>> start Passage

# Looking for a good, reasonably priced dog food



## Useful Idiot (Nov 26, 2007)

Last week my mom was talking with the owner of a local feed store and he told her her that the name brands, like Purina and Pedigree, aren't all that they're made out to be. He said that they used poor quality ingredients and that they can cause the dog to "go" more. I think I can attest to this. My lab has been on Pedigree his entire life, and I swear twice as much comes out than goes in. Right now, I have my lab and Lhasa (7 and 10 years) on Pedigree's senior formula and my beagle (4 months) on Purina's Puppy Chow. I was wondering what a better alternative, at a reasonable price, would be.


----------



## Sugar Daddy Otis (Jan 9, 2008)

Canidae is an all life stages food that you could feed to both of your dogs, even though they are different ages. My Otis does Excellent on it and it is a very good food-I pay only $27 fora 33 pound bag. And, yes, Purina and Pedigree are not all they are made out to be.

>> end Passage
>> start Dataset extract

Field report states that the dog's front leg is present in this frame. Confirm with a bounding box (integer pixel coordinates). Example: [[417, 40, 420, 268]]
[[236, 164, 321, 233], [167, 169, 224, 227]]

>> end Dataset extract

• Exercise 1:
Reproduce verbatim the part of the dog food thread from "Last week my" to "price, would be.".
• Exercise 2:
Summarize the dog food thread in two sentences.
• Exercise 3:
Extend the dog food thread with more text, picking up right after its final sentence.
The listing has nothing to do with the dog food thread.

• Final answer 1:
Last week my mom was talking with the owner of a local feed store and he told her her that the name brands, like Purina and Pedigree, aren't all that they're made out to be. He said that they used poor quality ingredients and that they can cause the dog to "go" more. I think I can attest to this. My lab has been on Pedigree his entire life, and I swear twice as much comes out than goes in. Right now, I have my lab and Lhasa (7 and 10 years) on Pedigree's senior formula and my beagle (4 months) on Purina's Puppy Chow. I was wondering what a better alternative, at a reasonable price, would be.

• Final answer 2:
A poster relays a feed store owner's claim that name brands like Purina and Pedigree use poor-quality ingredients, and asks for a better, reasonably priced food for a lab and a Lhasa on Pedigree's senior formula and a beagle puppy on Purina's Puppy Chow. A reply recommends Canidae, an all life stages food that dogs of different ages can share, which the replier buys for $27 per 33 pound bag.

• Final answer 3:
Go to their website to see who around you has it: http://canidae.com/index.html


----------



## Useful Idiot (Nov 26, 2007)

$37 for a 40lb bag is not too bad. I'll see if the feed and tack store carries it.


----------



## briteday (Feb 10, 2007)

Wellness, Canidae, Solid Gold, Taste of the Wild, ...and if you want something really simple and inexpensive (but pretty good quality) Kirkland kibble at Costco.


----------



## lovemygreys (Jan 20, 2007)

Diamond Naturals ($20/40lb bag). If you have a Costco membership, the Kirkland dog food is good ($18 or so for 40lbs). The Diamond Naturals (available at many feed stores - just make sure it says NATURALS on the bag) is just about the best food you are going to get for the money.


----------



## Willowy (Dec 10, 2007)

I recommend Canidae and Chicken Soup for the Dog Lover's Soul. Both are less than a dollar a pound, and are very good brands.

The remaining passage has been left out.